## Set task
Name the desktop wallet that trog100 recommends in the crypto mining forum thread below.
── Selected extract ──
And that brings us back to the original question:  Don't YOU find it concerning, notb?

You are correct crypto is unregulated.  But that's irrelevant to my question.  My point is:  You would be a fool not to apply a little mental regulation of your own...

There is a reason groups like coinbase are well regarded, anf groups like nicehash considered somewhat fringe...  take a guess what it may be.


----------



## EdInk (Dec 17, 2017)

trog100 said:


> you can change that.. 0.2 eth is just what it defaults to.. but now i have found the gui front end i dont need to wait.. its told be i am four days away from my first 0.2 payout which i assume it will do automatically to the desktop wallet i set up for it..
> 
> trog


sweet! what desktop wallet do you use?


----------



## trog100 (Dec 17, 2017)

exodus.. just download and install.. it could not be easier.. pretty rare with this mining stuff.. he he

i read that you need a go between wallet between a hardware wallet and a mining pool but i dont think thats the case with nanopool paying out in .2 eth chunks .. but exodus seems a handy thing to have anyways..

trog


----------



## notb (Dec 17, 2017)

R-T-B said:


> And that brings us back to the original question:  Don't YOU find it concerning, notb?


And I give you the original answer (well, sort of). Nicehash was a dodgy company from the start. Nothing changed. And the fact that a criminal is their CTO doesn't change anything. It's simply coherent with the overall image and supports the opinion I had earlier.

And as I've said earlier, crypto at this point might be a perfect haven for people rejected by the regulated markets. We know about one guy, but I'm pretty sure it is full of shady characters.


> There is a reason groups like coinbase are well regarded, anf groups like nicehash considered somewhat fringe...  take a guess what it may be.


Here you're making a huge mistake. Coinbase is not some community or tiny, semi-anonymous company. It's already a giant. They have full corporate structure. They're legal, official, supported by mainstream companies and media.
At this point they haven't reached a level a real currency broker/exchange would, but they will if they want to. And looking at their current job offers, they are clearly going for that.
───
── Data listing ──
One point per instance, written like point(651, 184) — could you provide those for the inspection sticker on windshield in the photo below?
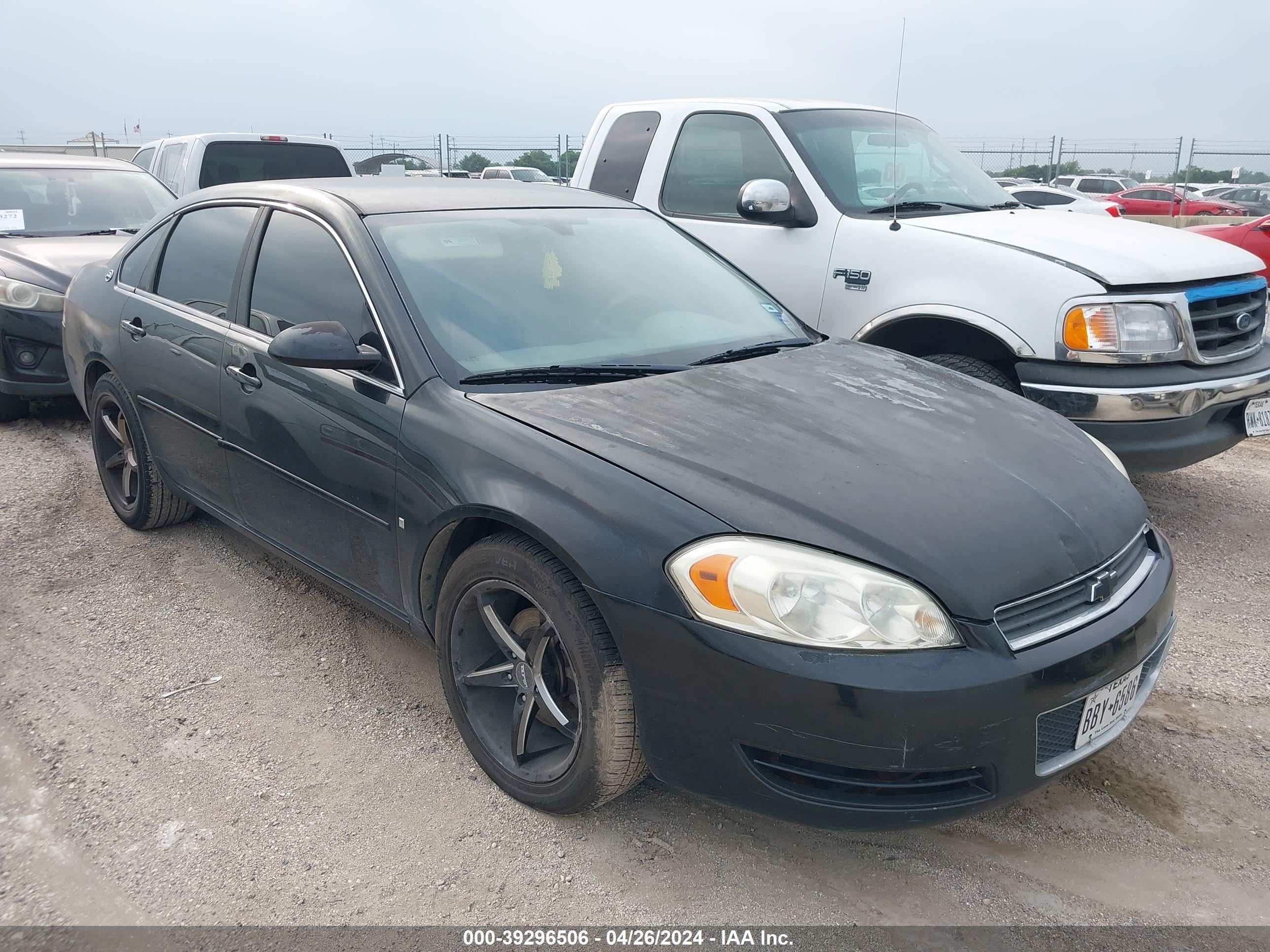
point(1106, 706)
point(1256, 418)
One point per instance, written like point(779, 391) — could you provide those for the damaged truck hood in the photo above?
point(980, 495)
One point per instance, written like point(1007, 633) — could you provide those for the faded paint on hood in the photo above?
point(1113, 250)
point(52, 262)
point(977, 494)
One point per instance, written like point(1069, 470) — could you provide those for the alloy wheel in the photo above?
point(116, 453)
point(516, 680)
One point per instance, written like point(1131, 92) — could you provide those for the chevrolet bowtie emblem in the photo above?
point(1100, 588)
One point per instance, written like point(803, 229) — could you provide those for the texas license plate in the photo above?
point(1106, 706)
point(1256, 417)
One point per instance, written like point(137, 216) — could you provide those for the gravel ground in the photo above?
point(322, 780)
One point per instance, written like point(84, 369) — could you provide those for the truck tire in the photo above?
point(12, 408)
point(977, 369)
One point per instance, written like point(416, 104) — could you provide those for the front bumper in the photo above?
point(1160, 417)
point(40, 334)
point(876, 741)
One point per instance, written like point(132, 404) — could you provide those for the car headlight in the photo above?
point(792, 593)
point(1121, 329)
point(28, 298)
point(1109, 455)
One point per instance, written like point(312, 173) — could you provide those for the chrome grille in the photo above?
point(1216, 315)
point(1047, 615)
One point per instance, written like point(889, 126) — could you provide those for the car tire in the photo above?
point(133, 483)
point(511, 585)
point(977, 369)
point(13, 408)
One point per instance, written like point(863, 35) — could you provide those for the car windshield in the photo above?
point(49, 202)
point(512, 289)
point(856, 153)
point(530, 175)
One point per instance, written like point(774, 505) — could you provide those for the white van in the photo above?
point(188, 163)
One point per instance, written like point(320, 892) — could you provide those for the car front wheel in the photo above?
point(534, 680)
point(130, 477)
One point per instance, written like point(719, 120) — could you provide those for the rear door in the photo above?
point(313, 452)
point(172, 334)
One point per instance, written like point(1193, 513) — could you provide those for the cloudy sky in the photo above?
point(402, 69)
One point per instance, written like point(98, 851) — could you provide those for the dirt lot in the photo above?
point(322, 781)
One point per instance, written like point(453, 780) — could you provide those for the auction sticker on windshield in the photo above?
point(1256, 415)
point(1105, 706)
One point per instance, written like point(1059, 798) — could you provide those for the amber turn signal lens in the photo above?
point(710, 578)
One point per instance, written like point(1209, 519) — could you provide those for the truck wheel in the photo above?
point(12, 408)
point(977, 369)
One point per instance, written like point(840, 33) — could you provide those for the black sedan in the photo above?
point(58, 212)
point(649, 518)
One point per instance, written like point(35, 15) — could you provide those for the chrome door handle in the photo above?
point(247, 380)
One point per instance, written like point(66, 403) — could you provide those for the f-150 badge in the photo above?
point(854, 278)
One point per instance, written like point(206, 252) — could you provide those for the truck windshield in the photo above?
point(867, 160)
point(267, 162)
point(46, 202)
point(499, 290)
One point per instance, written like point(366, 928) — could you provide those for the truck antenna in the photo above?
point(894, 135)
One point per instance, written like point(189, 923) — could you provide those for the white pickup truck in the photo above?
point(868, 225)
point(188, 163)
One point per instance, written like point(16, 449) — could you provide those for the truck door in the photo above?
point(713, 157)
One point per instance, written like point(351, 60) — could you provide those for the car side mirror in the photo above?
point(323, 344)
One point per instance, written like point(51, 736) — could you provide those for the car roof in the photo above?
point(776, 104)
point(371, 195)
point(56, 160)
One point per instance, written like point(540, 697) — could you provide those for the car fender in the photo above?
point(1010, 340)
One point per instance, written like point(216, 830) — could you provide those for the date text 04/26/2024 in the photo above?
point(624, 937)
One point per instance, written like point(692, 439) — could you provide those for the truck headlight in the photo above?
point(1121, 329)
point(28, 298)
point(802, 596)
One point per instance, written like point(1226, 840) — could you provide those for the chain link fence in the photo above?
point(1028, 158)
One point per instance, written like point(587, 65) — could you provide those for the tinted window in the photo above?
point(135, 265)
point(169, 166)
point(303, 276)
point(714, 157)
point(262, 162)
point(1042, 199)
point(202, 254)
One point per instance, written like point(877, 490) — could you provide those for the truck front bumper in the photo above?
point(1155, 417)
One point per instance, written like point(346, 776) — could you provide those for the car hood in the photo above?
point(52, 262)
point(1112, 252)
point(977, 494)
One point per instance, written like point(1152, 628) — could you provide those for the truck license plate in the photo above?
point(1106, 706)
point(1256, 417)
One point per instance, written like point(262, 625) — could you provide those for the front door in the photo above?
point(313, 452)
point(714, 155)
point(171, 342)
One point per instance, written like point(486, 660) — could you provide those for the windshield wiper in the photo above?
point(573, 374)
point(926, 207)
point(741, 353)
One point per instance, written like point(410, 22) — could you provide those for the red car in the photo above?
point(1250, 235)
point(1154, 200)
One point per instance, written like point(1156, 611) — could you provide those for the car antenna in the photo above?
point(894, 135)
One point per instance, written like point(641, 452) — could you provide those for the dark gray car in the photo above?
point(58, 214)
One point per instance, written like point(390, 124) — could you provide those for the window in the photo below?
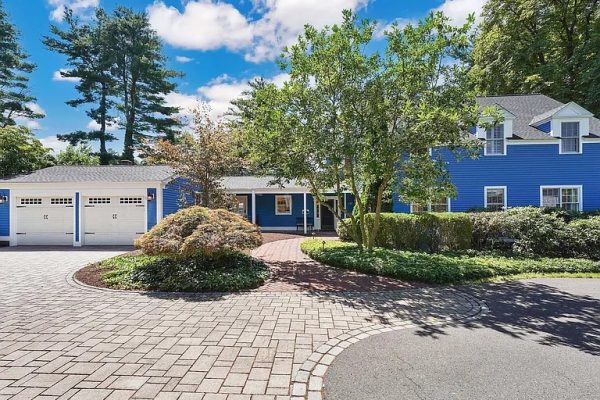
point(61, 200)
point(242, 205)
point(567, 198)
point(30, 201)
point(438, 205)
point(569, 132)
point(99, 200)
point(495, 198)
point(494, 140)
point(283, 205)
point(130, 200)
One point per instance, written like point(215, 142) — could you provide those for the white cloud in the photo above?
point(53, 143)
point(212, 24)
point(458, 10)
point(57, 76)
point(79, 7)
point(110, 127)
point(203, 25)
point(183, 59)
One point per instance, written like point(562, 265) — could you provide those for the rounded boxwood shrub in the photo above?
point(200, 230)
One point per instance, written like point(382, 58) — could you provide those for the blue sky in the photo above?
point(218, 45)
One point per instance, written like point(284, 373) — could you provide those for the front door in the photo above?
point(327, 218)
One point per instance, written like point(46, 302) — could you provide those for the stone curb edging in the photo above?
point(308, 381)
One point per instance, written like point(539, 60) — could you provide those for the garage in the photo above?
point(44, 220)
point(113, 220)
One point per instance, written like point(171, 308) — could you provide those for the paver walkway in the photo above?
point(59, 340)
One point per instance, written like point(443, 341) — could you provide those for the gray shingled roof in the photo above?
point(530, 108)
point(256, 182)
point(107, 173)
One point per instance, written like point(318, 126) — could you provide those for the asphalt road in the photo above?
point(541, 340)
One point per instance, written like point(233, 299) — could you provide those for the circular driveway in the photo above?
point(540, 340)
point(61, 340)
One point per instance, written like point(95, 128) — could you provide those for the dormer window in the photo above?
point(569, 135)
point(494, 140)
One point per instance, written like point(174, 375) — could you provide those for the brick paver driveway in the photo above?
point(61, 340)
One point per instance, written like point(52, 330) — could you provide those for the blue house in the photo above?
point(544, 153)
point(113, 205)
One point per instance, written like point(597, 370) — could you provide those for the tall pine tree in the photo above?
point(14, 70)
point(90, 59)
point(142, 80)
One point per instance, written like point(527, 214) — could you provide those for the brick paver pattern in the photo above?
point(59, 340)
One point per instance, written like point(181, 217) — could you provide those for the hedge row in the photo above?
point(430, 232)
point(526, 230)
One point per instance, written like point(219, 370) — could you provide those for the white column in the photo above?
point(305, 211)
point(253, 207)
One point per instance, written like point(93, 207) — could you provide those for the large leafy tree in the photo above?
point(142, 80)
point(351, 119)
point(15, 98)
point(21, 152)
point(203, 157)
point(552, 47)
point(80, 155)
point(90, 59)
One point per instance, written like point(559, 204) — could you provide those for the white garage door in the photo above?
point(113, 220)
point(45, 221)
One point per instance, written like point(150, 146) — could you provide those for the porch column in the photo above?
point(254, 207)
point(305, 211)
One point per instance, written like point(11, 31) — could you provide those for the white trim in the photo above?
point(291, 206)
point(560, 187)
point(485, 189)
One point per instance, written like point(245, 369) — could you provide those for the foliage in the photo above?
point(89, 59)
point(121, 70)
point(200, 230)
point(552, 47)
point(431, 232)
point(224, 271)
point(440, 268)
point(350, 118)
point(202, 157)
point(21, 152)
point(81, 155)
point(15, 100)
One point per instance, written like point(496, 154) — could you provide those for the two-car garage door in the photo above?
point(105, 220)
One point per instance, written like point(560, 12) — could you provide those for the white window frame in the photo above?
point(289, 196)
point(505, 197)
point(429, 206)
point(485, 152)
point(578, 137)
point(560, 188)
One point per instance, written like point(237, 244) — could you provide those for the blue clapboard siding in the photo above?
point(151, 208)
point(5, 214)
point(523, 170)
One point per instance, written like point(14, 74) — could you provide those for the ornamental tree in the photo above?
point(350, 118)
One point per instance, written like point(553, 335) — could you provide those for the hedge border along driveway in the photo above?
point(444, 268)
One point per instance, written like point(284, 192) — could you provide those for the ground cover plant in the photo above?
point(194, 250)
point(455, 267)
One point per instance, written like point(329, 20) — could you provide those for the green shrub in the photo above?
point(440, 268)
point(222, 271)
point(582, 238)
point(427, 232)
point(198, 229)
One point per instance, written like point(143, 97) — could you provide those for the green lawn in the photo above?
point(219, 273)
point(444, 268)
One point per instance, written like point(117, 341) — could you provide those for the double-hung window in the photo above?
point(567, 198)
point(441, 204)
point(283, 204)
point(569, 137)
point(494, 140)
point(495, 198)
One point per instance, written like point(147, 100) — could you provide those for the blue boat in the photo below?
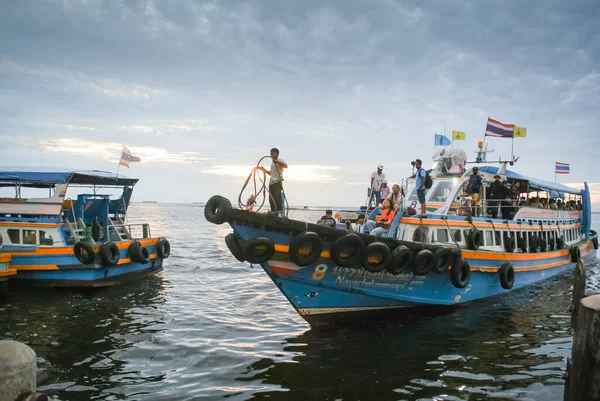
point(440, 258)
point(81, 242)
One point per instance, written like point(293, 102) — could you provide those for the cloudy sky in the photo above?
point(200, 90)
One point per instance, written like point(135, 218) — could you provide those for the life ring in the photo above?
point(474, 239)
point(305, 249)
point(575, 254)
point(347, 250)
point(421, 265)
point(507, 275)
point(138, 253)
point(233, 244)
point(460, 273)
point(441, 260)
point(595, 239)
point(522, 244)
point(376, 257)
point(401, 258)
point(163, 248)
point(509, 243)
point(258, 250)
point(109, 254)
point(84, 253)
point(217, 209)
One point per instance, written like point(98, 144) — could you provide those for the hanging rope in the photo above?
point(261, 189)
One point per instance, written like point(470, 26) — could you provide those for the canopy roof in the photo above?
point(46, 179)
point(534, 183)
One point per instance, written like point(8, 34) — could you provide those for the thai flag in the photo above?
point(562, 168)
point(498, 129)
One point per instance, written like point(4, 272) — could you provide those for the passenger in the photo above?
point(384, 190)
point(356, 227)
point(475, 186)
point(276, 180)
point(464, 208)
point(383, 226)
point(396, 197)
point(498, 193)
point(377, 178)
point(420, 185)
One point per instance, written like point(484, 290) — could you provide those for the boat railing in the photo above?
point(121, 232)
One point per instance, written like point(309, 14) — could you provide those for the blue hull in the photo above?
point(323, 291)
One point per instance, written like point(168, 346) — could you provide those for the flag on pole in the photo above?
point(519, 132)
point(441, 140)
point(498, 129)
point(127, 157)
point(458, 136)
point(562, 168)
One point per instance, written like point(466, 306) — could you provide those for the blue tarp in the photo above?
point(535, 184)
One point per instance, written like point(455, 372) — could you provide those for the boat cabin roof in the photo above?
point(45, 179)
point(535, 184)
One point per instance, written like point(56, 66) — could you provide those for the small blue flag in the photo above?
point(441, 140)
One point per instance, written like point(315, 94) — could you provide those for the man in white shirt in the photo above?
point(276, 180)
point(377, 178)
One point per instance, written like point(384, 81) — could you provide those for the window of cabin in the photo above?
point(441, 191)
point(442, 235)
point(13, 235)
point(29, 237)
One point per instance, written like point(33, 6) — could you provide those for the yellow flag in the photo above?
point(458, 136)
point(519, 132)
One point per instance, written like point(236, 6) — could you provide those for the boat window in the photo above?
point(441, 191)
point(45, 239)
point(442, 235)
point(13, 235)
point(29, 237)
point(457, 235)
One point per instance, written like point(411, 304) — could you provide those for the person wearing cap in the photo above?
point(498, 194)
point(475, 188)
point(377, 178)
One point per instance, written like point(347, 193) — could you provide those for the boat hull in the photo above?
point(323, 291)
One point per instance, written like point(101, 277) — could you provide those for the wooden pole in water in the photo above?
point(583, 368)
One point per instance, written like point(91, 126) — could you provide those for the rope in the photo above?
point(260, 189)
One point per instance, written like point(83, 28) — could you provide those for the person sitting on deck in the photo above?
point(381, 228)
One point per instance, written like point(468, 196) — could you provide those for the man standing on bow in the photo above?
point(377, 178)
point(276, 180)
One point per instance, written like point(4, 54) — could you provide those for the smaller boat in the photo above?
point(81, 242)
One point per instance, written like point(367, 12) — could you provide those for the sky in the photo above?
point(201, 90)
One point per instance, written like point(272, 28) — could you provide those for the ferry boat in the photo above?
point(83, 241)
point(439, 258)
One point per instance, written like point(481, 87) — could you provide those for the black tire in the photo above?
point(258, 250)
point(303, 241)
point(109, 254)
point(575, 254)
point(507, 276)
point(84, 253)
point(138, 253)
point(509, 243)
point(217, 209)
point(401, 258)
point(441, 260)
point(474, 239)
point(234, 246)
point(376, 257)
point(347, 250)
point(163, 248)
point(421, 264)
point(460, 273)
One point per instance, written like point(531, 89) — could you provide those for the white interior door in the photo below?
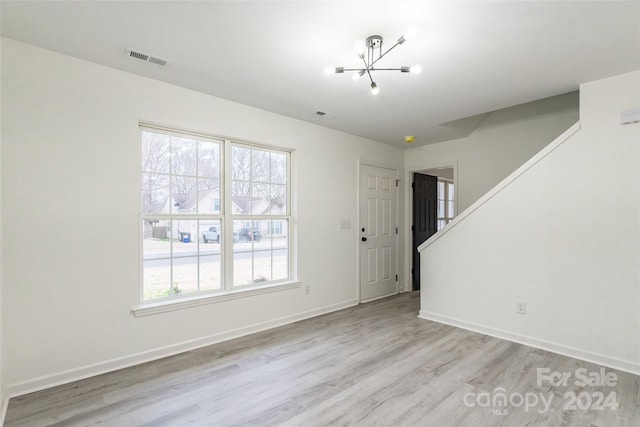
point(378, 233)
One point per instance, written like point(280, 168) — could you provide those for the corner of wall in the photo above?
point(4, 401)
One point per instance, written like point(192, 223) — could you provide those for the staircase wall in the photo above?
point(562, 233)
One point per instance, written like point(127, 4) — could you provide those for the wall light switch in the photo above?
point(630, 116)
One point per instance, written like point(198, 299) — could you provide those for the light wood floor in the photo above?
point(375, 364)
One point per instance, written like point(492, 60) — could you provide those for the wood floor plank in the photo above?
point(376, 364)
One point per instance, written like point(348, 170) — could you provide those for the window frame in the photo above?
point(448, 215)
point(226, 217)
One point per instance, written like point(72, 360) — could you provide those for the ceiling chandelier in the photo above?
point(370, 51)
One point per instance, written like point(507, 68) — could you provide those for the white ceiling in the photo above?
point(476, 56)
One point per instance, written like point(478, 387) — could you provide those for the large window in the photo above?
point(445, 202)
point(210, 225)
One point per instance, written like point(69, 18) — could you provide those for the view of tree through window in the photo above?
point(186, 220)
point(259, 195)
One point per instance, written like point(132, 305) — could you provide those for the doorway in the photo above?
point(433, 206)
point(378, 232)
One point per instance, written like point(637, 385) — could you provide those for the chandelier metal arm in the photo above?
point(367, 69)
point(382, 55)
point(367, 51)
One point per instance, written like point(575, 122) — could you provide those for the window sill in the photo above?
point(148, 309)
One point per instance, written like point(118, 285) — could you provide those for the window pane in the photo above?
point(280, 264)
point(209, 159)
point(210, 236)
point(277, 200)
point(183, 156)
point(155, 193)
point(261, 266)
point(242, 268)
point(185, 275)
point(260, 199)
point(260, 166)
point(278, 168)
point(184, 195)
point(279, 233)
point(210, 273)
point(208, 196)
point(156, 153)
point(155, 238)
point(156, 278)
point(184, 235)
point(240, 163)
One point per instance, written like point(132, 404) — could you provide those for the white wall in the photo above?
point(2, 394)
point(70, 167)
point(502, 142)
point(499, 145)
point(564, 237)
───
## Answer
Exodus.